Task - With "like" as the search word, show every line of the material that has it.

************

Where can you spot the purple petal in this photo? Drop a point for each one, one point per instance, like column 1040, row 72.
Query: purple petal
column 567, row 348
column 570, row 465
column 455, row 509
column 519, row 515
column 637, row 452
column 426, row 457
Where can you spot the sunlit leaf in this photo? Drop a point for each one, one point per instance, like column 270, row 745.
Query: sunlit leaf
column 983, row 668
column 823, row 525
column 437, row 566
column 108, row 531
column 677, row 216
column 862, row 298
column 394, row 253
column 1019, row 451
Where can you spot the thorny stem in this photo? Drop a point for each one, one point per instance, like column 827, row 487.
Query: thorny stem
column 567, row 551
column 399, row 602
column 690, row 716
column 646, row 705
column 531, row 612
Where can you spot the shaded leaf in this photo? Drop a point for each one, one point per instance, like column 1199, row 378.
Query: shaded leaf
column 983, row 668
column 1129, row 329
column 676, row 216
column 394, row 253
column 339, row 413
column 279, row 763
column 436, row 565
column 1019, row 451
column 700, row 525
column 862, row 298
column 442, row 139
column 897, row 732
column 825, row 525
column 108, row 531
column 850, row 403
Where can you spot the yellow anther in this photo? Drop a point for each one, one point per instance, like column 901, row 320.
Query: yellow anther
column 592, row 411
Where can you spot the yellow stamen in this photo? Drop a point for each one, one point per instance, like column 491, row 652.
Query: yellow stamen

************

Answer to the exercise -
Where can you spot the purple petal in this photo? Drop a point for each one, one point per instance, like column 1040, row 72.
Where can you spot the sunlit leaf in this photo? Drop a point for each one, one point per instance, like column 270, row 745.
Where can you spot the thorny stem in this photo? Drop a point for each one, one point per instance, like column 827, row 487.
Where can you spot the shaded leaf in this photo? Drop a point for each one, one point per instance, like column 1199, row 378.
Where can you spot the yellow anther in this photo? Drop a point for each one, one point per instance, like column 901, row 320.
Where can you spot the yellow stamen in this photo? Drop a point for each one, one point per instance, like column 491, row 652.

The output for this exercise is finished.